-- start Source records --

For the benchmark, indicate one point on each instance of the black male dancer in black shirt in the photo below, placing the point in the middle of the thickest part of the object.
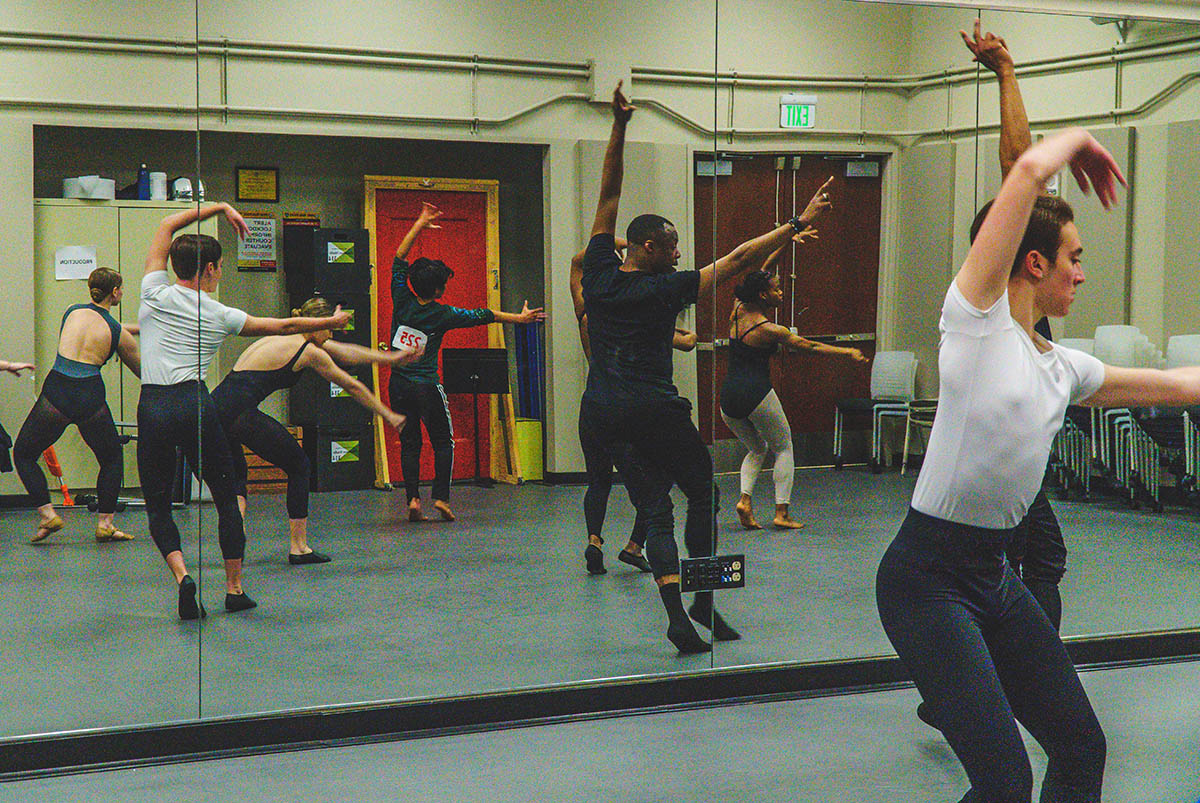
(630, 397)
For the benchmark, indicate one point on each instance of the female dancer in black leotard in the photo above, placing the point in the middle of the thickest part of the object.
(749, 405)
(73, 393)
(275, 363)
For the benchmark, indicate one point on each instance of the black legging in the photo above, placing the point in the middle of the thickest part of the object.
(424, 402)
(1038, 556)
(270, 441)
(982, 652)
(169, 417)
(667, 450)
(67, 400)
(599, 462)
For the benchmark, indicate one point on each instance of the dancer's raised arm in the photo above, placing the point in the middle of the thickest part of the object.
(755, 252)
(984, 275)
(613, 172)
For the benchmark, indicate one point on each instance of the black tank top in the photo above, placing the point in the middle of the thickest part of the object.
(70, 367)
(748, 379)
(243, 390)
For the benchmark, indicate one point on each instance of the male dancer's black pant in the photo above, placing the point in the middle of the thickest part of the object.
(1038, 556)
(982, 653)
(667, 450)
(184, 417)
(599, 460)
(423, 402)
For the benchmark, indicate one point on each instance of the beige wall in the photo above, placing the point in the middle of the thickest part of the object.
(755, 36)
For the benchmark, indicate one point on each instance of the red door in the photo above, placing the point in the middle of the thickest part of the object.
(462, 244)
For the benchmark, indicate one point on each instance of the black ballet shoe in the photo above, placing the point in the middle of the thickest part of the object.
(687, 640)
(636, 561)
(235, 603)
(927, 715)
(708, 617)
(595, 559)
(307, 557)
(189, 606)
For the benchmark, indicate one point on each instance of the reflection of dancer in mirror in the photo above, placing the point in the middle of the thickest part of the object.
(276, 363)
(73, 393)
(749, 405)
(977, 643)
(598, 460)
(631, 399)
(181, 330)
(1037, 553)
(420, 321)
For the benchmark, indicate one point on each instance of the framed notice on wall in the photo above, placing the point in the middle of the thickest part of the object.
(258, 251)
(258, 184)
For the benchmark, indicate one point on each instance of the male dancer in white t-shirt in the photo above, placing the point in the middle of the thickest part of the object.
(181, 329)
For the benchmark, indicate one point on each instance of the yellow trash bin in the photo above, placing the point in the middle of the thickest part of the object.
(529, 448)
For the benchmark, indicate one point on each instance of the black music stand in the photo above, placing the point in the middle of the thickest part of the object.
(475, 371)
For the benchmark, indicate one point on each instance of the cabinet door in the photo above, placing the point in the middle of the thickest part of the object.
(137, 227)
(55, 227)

-- end Source records --

Direction
Copy the stretch of the material from the line containing "the black music" through the end, reproducing every line exactly.

Task result
For the benchmark, indicate one point on each instance of the black music stand in the photo above, placing the point in the middle of the thickest part of the object.
(475, 371)
For the benchmark, indicate one point on each instance of the cabinet door in the photo above, placing the point in the middle of the thickest part of the object.
(137, 227)
(55, 227)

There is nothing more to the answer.